MATERIAL FOR THIS EXERCISE:

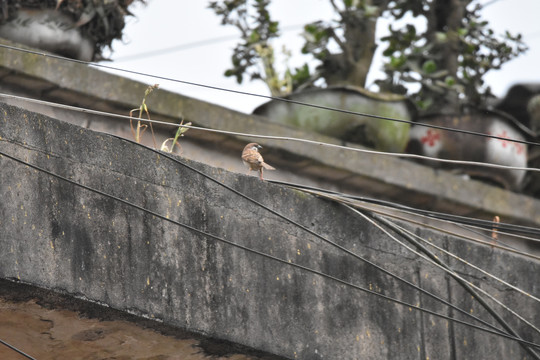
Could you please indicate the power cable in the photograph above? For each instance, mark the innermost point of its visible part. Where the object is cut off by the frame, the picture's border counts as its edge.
(484, 224)
(239, 92)
(17, 350)
(281, 138)
(271, 257)
(513, 287)
(464, 284)
(446, 269)
(409, 220)
(190, 45)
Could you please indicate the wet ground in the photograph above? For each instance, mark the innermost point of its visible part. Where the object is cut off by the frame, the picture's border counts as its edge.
(49, 327)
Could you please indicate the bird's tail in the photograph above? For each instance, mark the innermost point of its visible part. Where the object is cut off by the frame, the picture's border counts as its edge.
(268, 167)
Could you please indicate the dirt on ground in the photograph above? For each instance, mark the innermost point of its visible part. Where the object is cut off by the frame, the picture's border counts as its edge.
(47, 332)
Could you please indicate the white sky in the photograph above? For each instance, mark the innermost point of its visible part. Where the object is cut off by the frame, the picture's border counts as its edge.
(163, 24)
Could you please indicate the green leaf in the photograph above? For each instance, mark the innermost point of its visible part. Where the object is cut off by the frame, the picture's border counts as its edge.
(429, 67)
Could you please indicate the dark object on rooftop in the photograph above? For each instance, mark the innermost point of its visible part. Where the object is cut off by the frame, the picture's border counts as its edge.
(79, 29)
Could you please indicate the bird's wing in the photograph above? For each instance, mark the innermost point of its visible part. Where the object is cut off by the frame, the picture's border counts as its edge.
(252, 157)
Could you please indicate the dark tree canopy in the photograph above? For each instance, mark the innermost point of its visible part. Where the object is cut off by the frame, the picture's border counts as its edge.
(448, 60)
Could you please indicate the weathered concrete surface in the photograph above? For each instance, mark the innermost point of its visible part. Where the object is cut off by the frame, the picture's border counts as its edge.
(59, 236)
(51, 326)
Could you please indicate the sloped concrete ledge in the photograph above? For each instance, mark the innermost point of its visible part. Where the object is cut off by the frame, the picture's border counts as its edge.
(59, 236)
(368, 174)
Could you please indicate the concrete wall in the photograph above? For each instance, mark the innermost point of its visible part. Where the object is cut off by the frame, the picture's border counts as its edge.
(59, 236)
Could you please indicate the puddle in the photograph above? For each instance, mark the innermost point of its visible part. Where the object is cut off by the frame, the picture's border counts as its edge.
(51, 333)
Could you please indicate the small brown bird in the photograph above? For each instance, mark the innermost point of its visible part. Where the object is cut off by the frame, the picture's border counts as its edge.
(253, 160)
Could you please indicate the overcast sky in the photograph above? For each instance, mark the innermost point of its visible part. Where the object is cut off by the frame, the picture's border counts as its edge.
(204, 47)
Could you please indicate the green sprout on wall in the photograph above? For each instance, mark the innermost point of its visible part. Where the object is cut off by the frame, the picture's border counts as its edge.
(182, 128)
(141, 128)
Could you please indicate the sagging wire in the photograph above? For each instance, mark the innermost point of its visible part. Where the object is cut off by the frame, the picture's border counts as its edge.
(416, 212)
(482, 224)
(467, 285)
(439, 264)
(352, 206)
(239, 92)
(20, 352)
(488, 274)
(271, 137)
(271, 257)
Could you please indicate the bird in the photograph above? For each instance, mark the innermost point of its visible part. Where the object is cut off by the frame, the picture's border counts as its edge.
(253, 159)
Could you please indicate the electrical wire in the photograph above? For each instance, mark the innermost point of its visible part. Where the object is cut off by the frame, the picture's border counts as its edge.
(191, 45)
(20, 352)
(438, 264)
(409, 220)
(513, 287)
(280, 138)
(467, 285)
(239, 92)
(268, 256)
(456, 218)
(451, 218)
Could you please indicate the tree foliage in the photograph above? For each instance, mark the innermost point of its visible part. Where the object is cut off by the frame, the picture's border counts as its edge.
(450, 59)
(447, 62)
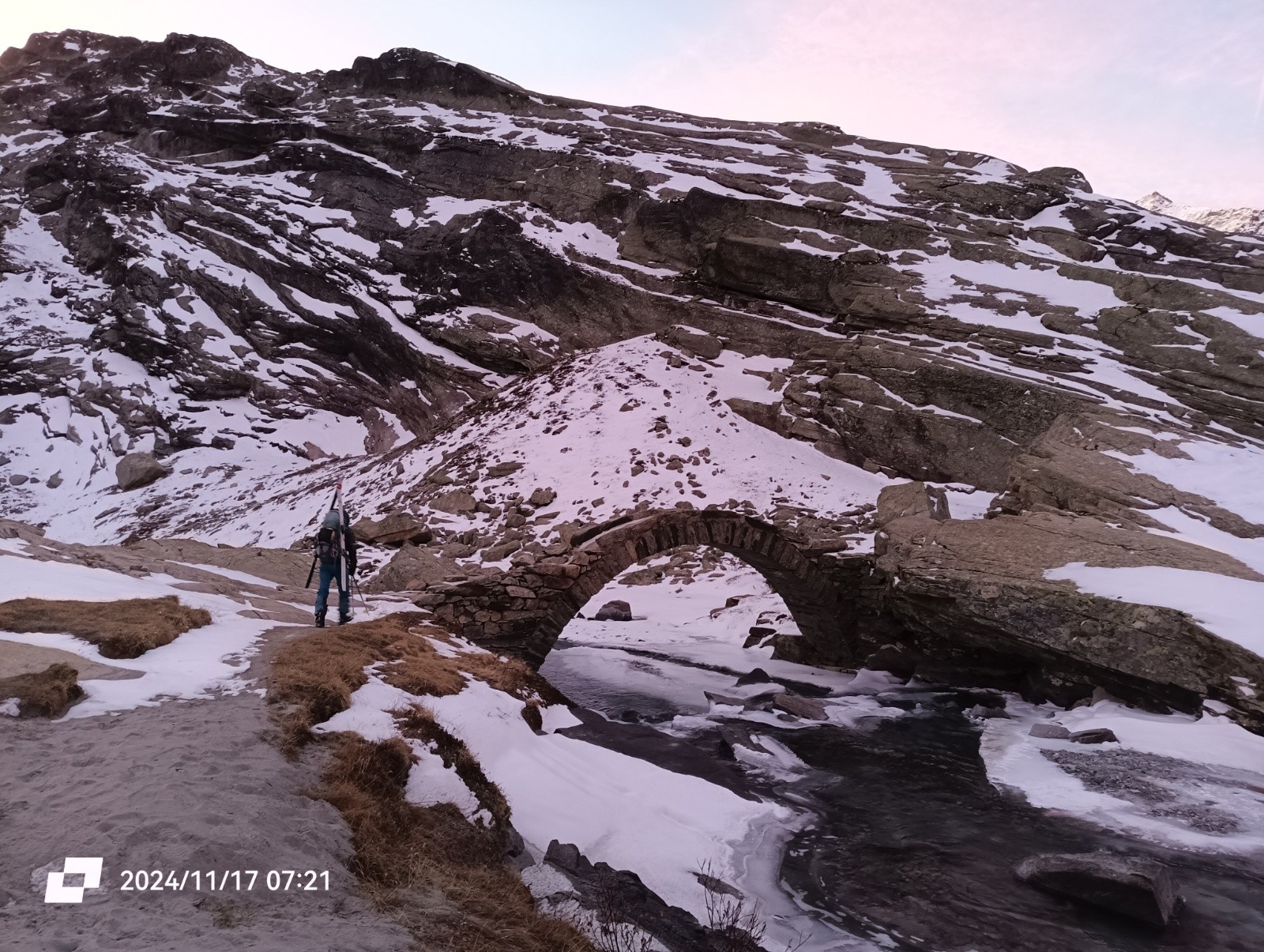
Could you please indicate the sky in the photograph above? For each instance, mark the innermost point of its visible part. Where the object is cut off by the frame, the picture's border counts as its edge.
(1141, 95)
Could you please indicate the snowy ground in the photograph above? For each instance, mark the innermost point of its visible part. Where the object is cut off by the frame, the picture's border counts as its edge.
(201, 663)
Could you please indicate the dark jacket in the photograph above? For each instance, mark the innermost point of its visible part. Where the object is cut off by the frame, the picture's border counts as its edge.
(348, 547)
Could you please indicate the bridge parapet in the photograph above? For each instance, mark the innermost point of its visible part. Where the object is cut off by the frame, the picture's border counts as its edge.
(524, 610)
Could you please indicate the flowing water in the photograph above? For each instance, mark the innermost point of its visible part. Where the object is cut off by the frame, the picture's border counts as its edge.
(909, 844)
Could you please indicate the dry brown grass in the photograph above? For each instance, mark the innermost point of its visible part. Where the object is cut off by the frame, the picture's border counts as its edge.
(316, 674)
(439, 875)
(124, 629)
(48, 693)
(420, 724)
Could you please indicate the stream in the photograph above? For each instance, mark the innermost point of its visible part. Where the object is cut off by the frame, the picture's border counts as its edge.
(909, 845)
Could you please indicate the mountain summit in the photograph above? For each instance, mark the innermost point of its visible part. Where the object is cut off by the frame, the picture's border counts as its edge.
(1244, 220)
(510, 315)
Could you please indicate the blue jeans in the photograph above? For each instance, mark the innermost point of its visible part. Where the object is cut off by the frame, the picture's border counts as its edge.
(329, 572)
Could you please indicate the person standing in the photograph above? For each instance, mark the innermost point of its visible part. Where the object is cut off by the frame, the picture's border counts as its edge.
(335, 551)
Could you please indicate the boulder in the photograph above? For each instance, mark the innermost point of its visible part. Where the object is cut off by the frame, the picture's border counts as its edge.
(799, 706)
(1137, 888)
(737, 736)
(745, 702)
(396, 529)
(693, 341)
(412, 569)
(503, 469)
(894, 659)
(985, 713)
(1097, 735)
(616, 611)
(912, 499)
(455, 501)
(1049, 731)
(541, 497)
(138, 469)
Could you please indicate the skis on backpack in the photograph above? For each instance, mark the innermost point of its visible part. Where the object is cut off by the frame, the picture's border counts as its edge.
(338, 495)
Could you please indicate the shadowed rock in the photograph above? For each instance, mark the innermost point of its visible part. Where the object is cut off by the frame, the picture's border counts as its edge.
(1139, 889)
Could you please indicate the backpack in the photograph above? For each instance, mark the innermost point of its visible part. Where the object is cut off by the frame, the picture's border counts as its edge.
(329, 539)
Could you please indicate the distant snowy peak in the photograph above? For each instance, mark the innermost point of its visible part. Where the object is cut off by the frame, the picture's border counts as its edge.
(1232, 220)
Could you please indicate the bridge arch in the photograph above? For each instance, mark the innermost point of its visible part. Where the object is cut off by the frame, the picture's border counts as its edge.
(525, 610)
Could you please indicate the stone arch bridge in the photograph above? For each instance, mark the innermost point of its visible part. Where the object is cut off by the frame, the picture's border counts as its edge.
(524, 610)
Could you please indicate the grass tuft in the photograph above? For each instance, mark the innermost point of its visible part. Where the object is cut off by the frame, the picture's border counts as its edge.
(434, 871)
(123, 629)
(48, 693)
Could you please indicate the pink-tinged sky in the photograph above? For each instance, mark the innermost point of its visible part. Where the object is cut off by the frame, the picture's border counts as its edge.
(1141, 95)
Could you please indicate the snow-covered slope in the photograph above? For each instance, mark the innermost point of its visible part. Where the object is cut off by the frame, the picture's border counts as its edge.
(237, 267)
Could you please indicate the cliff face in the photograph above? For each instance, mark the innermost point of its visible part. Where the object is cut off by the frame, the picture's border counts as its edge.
(244, 271)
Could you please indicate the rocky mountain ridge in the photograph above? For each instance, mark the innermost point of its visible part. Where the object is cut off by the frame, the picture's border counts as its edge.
(511, 315)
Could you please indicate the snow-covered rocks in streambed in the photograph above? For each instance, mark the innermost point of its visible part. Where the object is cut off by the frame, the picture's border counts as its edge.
(615, 611)
(1134, 886)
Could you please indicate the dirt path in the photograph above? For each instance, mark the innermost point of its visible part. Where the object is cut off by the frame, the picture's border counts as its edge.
(186, 785)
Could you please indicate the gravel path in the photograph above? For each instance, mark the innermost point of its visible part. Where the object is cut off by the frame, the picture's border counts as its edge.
(186, 785)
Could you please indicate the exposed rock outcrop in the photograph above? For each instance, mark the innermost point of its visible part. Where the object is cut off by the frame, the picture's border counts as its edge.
(1139, 889)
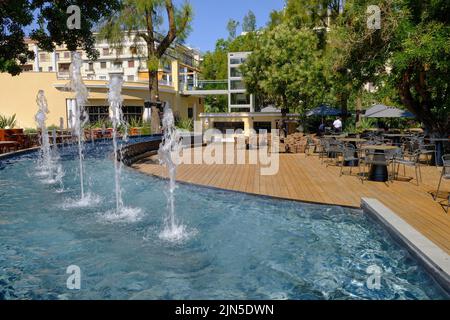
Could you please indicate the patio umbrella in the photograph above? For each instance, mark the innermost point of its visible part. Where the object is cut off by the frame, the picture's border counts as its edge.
(382, 111)
(323, 111)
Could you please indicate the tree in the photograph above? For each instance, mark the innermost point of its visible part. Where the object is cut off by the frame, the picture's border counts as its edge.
(249, 23)
(286, 67)
(411, 51)
(143, 20)
(14, 16)
(52, 28)
(232, 29)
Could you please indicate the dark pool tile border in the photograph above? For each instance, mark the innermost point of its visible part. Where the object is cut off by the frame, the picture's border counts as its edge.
(435, 260)
(264, 196)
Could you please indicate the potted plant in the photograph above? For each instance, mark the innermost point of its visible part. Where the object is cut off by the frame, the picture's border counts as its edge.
(135, 127)
(7, 125)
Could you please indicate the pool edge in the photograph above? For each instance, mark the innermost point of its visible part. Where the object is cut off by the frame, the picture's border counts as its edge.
(434, 259)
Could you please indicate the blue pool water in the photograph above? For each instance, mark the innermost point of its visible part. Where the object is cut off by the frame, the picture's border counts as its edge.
(240, 246)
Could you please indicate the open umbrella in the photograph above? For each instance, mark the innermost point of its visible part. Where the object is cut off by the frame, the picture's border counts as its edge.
(323, 111)
(382, 111)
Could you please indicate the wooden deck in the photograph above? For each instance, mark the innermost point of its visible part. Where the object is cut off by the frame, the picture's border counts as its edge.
(306, 179)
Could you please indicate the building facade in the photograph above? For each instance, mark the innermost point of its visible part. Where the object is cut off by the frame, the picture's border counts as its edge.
(49, 71)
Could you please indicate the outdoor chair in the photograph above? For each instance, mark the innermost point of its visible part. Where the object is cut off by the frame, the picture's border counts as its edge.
(348, 154)
(445, 175)
(310, 144)
(334, 149)
(408, 161)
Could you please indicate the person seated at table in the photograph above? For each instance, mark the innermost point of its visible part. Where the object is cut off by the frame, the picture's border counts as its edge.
(321, 130)
(337, 125)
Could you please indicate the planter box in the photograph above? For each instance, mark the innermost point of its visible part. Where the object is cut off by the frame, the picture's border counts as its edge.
(6, 134)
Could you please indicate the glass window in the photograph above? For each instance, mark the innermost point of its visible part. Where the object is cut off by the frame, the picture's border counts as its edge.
(240, 99)
(235, 72)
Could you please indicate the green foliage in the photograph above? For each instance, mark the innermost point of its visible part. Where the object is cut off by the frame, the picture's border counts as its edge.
(185, 124)
(30, 130)
(7, 122)
(143, 22)
(232, 29)
(286, 67)
(53, 126)
(249, 22)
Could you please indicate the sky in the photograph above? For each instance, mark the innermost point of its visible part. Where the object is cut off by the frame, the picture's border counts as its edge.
(211, 18)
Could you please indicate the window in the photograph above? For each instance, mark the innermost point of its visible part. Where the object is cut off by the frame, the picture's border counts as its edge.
(132, 112)
(224, 126)
(64, 67)
(240, 99)
(43, 57)
(264, 126)
(235, 72)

GOAL: Return the lines above, from the one containing "Could you please indicate the window" to the end, exactly as they stand.

SOLVED EXERCISE:
Could you please indicate the window in the photograph above? For each instance, mark the innermost point of its visible part. Where the object is cut off by the frame, the picture's border counts as its edge.
(132, 112)
(224, 126)
(64, 67)
(240, 99)
(43, 57)
(264, 126)
(235, 72)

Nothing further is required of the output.